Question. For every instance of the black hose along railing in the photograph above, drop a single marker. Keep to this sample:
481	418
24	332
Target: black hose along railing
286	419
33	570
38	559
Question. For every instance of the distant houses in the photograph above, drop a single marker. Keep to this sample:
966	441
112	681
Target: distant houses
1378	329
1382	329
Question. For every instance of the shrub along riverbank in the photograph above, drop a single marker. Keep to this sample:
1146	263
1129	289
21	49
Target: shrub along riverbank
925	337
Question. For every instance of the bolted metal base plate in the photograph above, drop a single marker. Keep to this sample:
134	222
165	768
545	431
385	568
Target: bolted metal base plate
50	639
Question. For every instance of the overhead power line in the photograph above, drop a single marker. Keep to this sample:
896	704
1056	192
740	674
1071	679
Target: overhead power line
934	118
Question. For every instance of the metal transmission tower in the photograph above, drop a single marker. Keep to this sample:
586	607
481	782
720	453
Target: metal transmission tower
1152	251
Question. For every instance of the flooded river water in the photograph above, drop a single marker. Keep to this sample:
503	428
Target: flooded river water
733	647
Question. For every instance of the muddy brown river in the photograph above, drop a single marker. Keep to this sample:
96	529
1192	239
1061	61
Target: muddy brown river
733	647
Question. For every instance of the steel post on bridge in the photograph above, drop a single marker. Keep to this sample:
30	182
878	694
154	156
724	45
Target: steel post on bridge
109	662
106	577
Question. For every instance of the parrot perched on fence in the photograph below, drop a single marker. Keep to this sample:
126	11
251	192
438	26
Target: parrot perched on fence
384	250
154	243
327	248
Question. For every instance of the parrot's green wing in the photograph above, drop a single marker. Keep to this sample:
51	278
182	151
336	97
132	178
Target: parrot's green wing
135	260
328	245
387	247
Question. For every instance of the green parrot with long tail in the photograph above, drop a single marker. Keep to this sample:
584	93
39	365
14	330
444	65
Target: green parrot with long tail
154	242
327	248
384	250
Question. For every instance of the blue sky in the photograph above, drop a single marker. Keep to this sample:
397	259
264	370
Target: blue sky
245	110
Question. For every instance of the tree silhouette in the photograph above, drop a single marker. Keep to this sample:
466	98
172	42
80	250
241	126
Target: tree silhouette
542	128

....................

— The request —
Edit the entries above so that "drop a single marker" becomes "place one point" everywhere it appears, leaving every other word and number unchanged.

— Written reply —
Question. For every instance of the black hose along railing in the photograph above, place one point. Keep to this sample:
481	418
24	332
Target: black hose along railing
286	419
33	570
38	559
Question. For every instance of the distant houses in the photograph above, place one point. Keep to this sample:
966	441
112	681
Target: distant houses
1378	329
1382	329
Question. For every instance of the shrub along riverbank in the photograph above, place one point. Keep to this sample:
1146	263
1129	289
21	49
Target: shrub along riverbank
925	337
Question. For every instance of the bolted metal base plate in the photograph above, place one point. Keep to this sample:
134	222
165	768
545	431
385	568
Target: bolted metal base plate
50	639
Question. For every instance of the overhead power line in the photograph above, place one point. Keep to this sample:
896	704
1056	192
740	674
1071	679
Target: overhead power line
934	118
Question. For every instance of the metal transmission tower in the photograph above, place one point. Keep to this sample:
586	607
481	782
720	453
Target: metal transmission tower
1152	251
Question. For every instance of the flooded river water in the photograph above, place one point. Keep to this sample:
503	428
Target: flooded river water
733	647
Question. For every instance of the muddy brown river in the photograph above, place one point. Keep to this sample:
96	529
1192	239
1061	61
Target: muddy brown river
733	647
Question. For every instance of the steel post on bridge in the photograph above, place one point. Keep to this sample:
30	182
878	694
154	156
724	45
Target: steel post on bridge
109	662
106	577
Question. For every instance of the parrot perched on fence in the photograph below, place one point. Keep to this sample:
126	11
251	192
438	26
Target: parrot perched on fence
384	250
154	243
327	248
Question. For every instance of the parrot's green wing in the photograph above, place one point. Keep to this sample:
51	278
182	151
336	97
132	178
Target: parrot's green wing
135	260
328	245
387	247
Question. For every instance of the green parrot with long tail in the photograph above, place one point. Keep to this sample:
584	93
39	365
14	330
444	65
Target: green parrot with long tail
154	242
327	248
384	250
Question. For every instance of the blue sky in the photograph above, place one point. Keep to this sample:
397	259
264	370
Target: blue sky
245	110
Question. For every instance of the tree silhouette in the photograph above, place one point. Keep to this sample:
466	98
172	42
80	250
241	126
Target: tree silhouette
542	128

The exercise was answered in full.